Problem: Every record should be restated exactly, with no images included.

Source material:

--------------------

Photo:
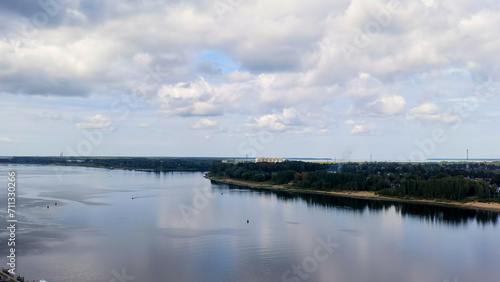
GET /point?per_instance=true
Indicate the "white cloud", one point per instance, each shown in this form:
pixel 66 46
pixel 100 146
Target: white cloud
pixel 142 59
pixel 204 123
pixel 429 112
pixel 8 140
pixel 360 129
pixel 98 121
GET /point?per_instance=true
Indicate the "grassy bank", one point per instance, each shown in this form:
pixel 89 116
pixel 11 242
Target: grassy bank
pixel 368 195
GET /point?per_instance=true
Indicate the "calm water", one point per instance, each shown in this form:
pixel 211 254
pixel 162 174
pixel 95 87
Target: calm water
pixel 170 232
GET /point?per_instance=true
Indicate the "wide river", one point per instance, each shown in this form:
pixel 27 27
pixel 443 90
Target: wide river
pixel 117 225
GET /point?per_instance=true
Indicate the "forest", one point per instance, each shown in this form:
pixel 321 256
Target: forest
pixel 138 163
pixel 446 180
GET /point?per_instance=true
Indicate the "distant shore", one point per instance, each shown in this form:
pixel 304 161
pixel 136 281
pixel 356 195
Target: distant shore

--------------------

Solution to the exercise:
Photo:
GET /point?per_instance=true
Indicate the "white cloud", one point per instance, each shown in this form:
pixel 66 46
pixel 100 146
Target: white cloud
pixel 142 59
pixel 204 123
pixel 429 112
pixel 8 140
pixel 360 129
pixel 98 121
GET /point?per_instance=true
Indicate the "grassy bank", one point per instance, each shown in this form:
pixel 89 116
pixel 11 242
Target: grassy bank
pixel 368 195
GET /point?per_instance=true
Indicate the "calm water", one point per instance, each shown in this form:
pixel 211 254
pixel 162 174
pixel 95 87
Target: calm water
pixel 170 232
GET /point?per_instance=true
Indicate the "wide river", one point per instance, each shown in this form:
pixel 27 27
pixel 443 90
Target: wide river
pixel 117 225
GET /point?per_instance=true
Indicate the "forest", one point per instance, each shown in this form:
pixel 321 256
Target: forest
pixel 138 163
pixel 446 180
GET /point?per_instance=true
Indicate the "distant shore", one point per instance, each shown in this form:
pixel 304 161
pixel 136 281
pixel 356 195
Target: distant shore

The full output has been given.